== Passage ==
Smallholders Insurance from Greenlands

Author Topic: New Veg Beds  (Read 3364 times)

marty5787

  • Joined Nov 2014
New Veg Beds
« on: September 14, 2015, 01:18:11 pm »
Hi everyone,

I am looking for a bit of advice! I am planning on turning 1/4 acre from one of our fields into a vegetable growing area. It is currently used for sheep but they are being moved elsewhere. My question is how best to turn it into something I can plant in.  So far I have narrowed it down to the following:

a. hand dig (lot of back breaking work though)
b. use tractor and rotovator attachment
c. plough this autumn and disc harrow next spring.

I should add I do have a tractor but none of the attachments mentioned above, so I would have to buy/hire as necessary. If anyone has any ideas as to the best way, good experience or bad it would be much appreciated.
===
== Extracted data ==
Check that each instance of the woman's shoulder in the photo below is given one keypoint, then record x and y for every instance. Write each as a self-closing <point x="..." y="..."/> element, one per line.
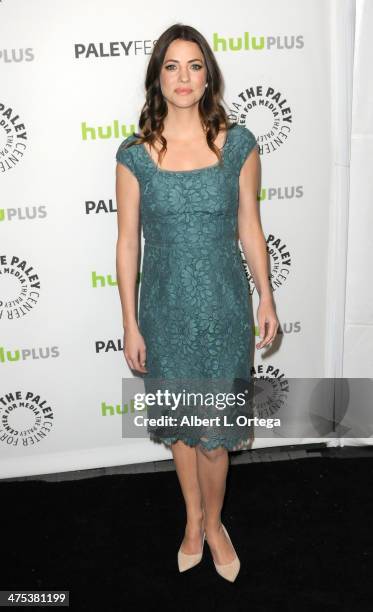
<point x="127" y="152"/>
<point x="243" y="133"/>
<point x="244" y="142"/>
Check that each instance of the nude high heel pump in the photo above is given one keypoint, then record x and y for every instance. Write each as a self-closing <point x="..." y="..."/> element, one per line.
<point x="230" y="570"/>
<point x="186" y="561"/>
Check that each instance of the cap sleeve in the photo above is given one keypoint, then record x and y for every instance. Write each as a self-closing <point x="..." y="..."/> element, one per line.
<point x="246" y="145"/>
<point x="125" y="155"/>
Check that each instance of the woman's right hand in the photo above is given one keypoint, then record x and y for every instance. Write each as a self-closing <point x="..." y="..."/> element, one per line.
<point x="135" y="349"/>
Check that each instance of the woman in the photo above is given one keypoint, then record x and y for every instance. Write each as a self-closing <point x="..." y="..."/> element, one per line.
<point x="194" y="176"/>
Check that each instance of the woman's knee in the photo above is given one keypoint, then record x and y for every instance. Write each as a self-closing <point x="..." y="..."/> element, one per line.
===
▶ Required work
a) Quote the forum post from "a. hand dig" up to and including "be much appreciated.".
b) In the listing, reproduce every line from the line with "Check that each instance of the woman in" up to and including the final line, keeping each line in place and adding 61 to every x and y coordinate in the points.

▶ Correct answers
a)
a. hand dig (lot of back breaking work though)
b. use tractor and rotovator attachment
c. plough this autumn and disc harrow next spring.

I should add I do have a tractor but none of the attachments mentioned above, so I would have to buy/hire as necessary. If anyone has any ideas as to the best way, good experience or bad it would be much appreciated.

b)
Check that each instance of the woman in the photo above is given one keypoint, then record x and y for every instance. Write each as a self-closing <point x="..." y="..."/> element, one per line.
<point x="255" y="237"/>
Check that each instance of the woman's knee in the photo above is given one keypoint, then record x and y for every instance. Write each as a self-closing <point x="..." y="..."/> element, one per line.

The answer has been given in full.